*** Opening of Excerpt provided ***

There are a lot of advantages to the approach, for example that the user can get tipps or receives feedback on words not or wrongly deciphered (ie. you see that Schultheiss is transcribed incorrectly with a „z“).

The downside of the tool lies in the fact, that nothing new can be detected. Everything is to be found in a perfectly streamlined way. In order to get students an impression how actual research or at least the transcription of single documents work, I started using Transkribus as a tool that allows for the transcription in the cloud.

The documents used in Transkribus are stored on servers at the university of Innsbruck. Access is given only to those designated by the uploader and/or the owner of a collection. Transkribus can also be used to train recurrent neural networks for Handwritten Text Recognition (or rather to produce a model for text recognition). Therefore the idea was not far to bring both approaches together and use the material provided in order to produce a model specific for fifteen century missives.

READ_imc-leeds-2017-07-03-2.png

Since the training of Handwritten Text Recognition, same as training of other neural networks, depends on masses of material for training in order to give good results, I added further transcriptions that were already provided by students on a wiki (developed some years ago).

But let’s first take a step back and look at the material:

From the first half to the end of the fifteenth century, more than two thousand missives have been preserved containing instructions of the city council of Berne to its bailiffs in Thun, a small town that became part of the Bernese territory at the end of the fourteenth century. These documents shed light on local dimensions of a city’s territorial lordship. Like many other cities subject to similar development, Berne acquired territorial lordship over an extended hinterland, claimed control over minor cities, and used them as district-towns in its territorial administration.

*** Close of Excerpt provided ***
*** Opening of Material shown ***

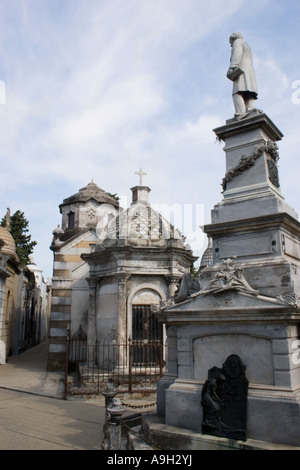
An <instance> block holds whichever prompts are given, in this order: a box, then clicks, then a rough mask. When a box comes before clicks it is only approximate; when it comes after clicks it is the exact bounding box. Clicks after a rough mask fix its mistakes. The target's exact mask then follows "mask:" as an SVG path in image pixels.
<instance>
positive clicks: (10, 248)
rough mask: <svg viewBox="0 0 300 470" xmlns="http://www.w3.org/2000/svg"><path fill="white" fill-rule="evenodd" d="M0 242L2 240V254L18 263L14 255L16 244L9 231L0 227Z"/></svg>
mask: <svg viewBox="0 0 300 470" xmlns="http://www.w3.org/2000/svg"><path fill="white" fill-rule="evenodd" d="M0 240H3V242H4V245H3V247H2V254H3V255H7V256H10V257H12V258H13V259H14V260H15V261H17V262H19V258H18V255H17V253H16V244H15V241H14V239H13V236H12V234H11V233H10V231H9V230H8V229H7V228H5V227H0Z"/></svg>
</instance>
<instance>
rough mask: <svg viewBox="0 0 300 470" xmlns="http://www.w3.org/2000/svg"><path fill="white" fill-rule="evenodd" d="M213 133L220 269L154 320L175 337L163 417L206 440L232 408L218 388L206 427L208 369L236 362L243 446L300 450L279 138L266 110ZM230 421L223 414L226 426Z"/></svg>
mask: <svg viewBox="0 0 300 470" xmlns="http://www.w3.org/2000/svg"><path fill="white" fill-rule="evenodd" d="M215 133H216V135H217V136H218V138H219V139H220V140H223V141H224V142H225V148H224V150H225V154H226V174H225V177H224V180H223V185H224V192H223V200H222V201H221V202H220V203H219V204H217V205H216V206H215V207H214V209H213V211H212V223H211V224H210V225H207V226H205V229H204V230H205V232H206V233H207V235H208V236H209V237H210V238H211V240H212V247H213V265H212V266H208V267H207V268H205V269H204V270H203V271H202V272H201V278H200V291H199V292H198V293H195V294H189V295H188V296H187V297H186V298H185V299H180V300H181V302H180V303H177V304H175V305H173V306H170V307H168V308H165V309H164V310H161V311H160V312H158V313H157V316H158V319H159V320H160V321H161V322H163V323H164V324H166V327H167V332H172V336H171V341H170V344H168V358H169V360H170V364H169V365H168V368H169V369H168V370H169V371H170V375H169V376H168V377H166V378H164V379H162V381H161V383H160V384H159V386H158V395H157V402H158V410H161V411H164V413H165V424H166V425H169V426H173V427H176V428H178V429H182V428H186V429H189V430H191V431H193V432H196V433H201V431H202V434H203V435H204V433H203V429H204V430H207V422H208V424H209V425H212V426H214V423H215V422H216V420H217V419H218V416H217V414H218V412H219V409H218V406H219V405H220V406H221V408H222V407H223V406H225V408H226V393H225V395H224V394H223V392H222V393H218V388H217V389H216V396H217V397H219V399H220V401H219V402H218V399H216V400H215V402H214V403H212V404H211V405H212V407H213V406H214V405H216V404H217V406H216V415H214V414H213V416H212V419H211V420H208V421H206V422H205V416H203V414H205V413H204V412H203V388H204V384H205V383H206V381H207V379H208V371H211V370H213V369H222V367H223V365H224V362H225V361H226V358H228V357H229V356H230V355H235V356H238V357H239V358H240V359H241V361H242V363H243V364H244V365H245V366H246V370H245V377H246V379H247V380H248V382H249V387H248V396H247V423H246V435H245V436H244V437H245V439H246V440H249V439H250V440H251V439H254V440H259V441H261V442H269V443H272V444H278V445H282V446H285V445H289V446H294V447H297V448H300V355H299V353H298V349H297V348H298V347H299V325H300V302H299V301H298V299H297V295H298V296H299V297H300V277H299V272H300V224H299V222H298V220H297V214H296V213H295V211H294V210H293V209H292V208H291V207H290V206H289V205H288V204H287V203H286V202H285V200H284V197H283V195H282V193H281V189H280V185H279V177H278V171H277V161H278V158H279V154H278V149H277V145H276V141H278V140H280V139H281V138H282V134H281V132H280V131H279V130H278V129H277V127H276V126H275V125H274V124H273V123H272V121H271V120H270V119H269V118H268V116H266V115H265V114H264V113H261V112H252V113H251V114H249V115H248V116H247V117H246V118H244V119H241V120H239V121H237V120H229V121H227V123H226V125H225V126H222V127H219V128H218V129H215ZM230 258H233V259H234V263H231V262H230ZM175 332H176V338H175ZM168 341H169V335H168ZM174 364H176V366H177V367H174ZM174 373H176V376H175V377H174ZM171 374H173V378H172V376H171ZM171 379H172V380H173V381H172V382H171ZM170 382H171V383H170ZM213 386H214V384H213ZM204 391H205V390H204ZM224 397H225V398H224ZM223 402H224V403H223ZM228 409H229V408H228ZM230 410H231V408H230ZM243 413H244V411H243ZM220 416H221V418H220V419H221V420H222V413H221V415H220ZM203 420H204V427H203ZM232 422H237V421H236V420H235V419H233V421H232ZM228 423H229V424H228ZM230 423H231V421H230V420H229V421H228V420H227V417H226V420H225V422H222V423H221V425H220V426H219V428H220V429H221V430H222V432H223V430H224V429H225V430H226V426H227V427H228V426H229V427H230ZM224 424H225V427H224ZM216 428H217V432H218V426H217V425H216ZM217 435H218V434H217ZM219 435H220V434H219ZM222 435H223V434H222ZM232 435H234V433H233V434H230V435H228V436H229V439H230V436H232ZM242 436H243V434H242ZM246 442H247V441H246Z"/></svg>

*** Close of Material shown ***

Required work:
• 1. In the Transkribus excerpt, where are the documents used in Transkribus stored?
• 2. Condense the paragraph of the Transkribus excerpt that begins "From the first half to the end of the fifteenth century" into a bulleted list that keeps its main facts.
• 3. Carry the Transkribus excerpt forward from its final sentence.

Expected results:
• 1. On servers at the university of Innsbruck.

• 2.
- More than two thousand missives from the first half to the end of the fifteenth century have been preserved.
- They contain instructions from the city council of Berne to its bailiffs in Thun, a small town that became part of Bernese territory at the end of the fourteenth century.
- They shed light on local dimensions of a city's territorial lordship.
- Like many similar cities, Berne acquired territorial lordship over an extended hinterland, claimed control over minor cities and used them as district-towns in its territorial administration.

• 3.
The topics dealt with in the missives are very diverse and sometimes amusing to the modern reader. Skirts were stolen by husbands or roosters deemed to loud in the morning. As a consequence, petitioner (male and female) went to Berne, complained in front of the council and the bailiff was then contacted by the council, using such missives.

The corpus spans more than 100 years, therefore we find a variety of scribes and also an evolving chancery that put forth rather irregular scripts.

Four problems or let’s say elements influence the results of the HTR:

  1. Different scribes —> the students did not have to focus on a single scribe/time-frame; therefore the transcriptions produced were from a variety of scribes.
  2. Not very regular scripts (the documents were not for display but rather needed to be sent out quickly)
  3. recognition of layout (or layout analysis as it’s called) does not work properly: the task that is even for regular scripts difficult; more so for missives (also due to this, Layout analysis has not been taken into account)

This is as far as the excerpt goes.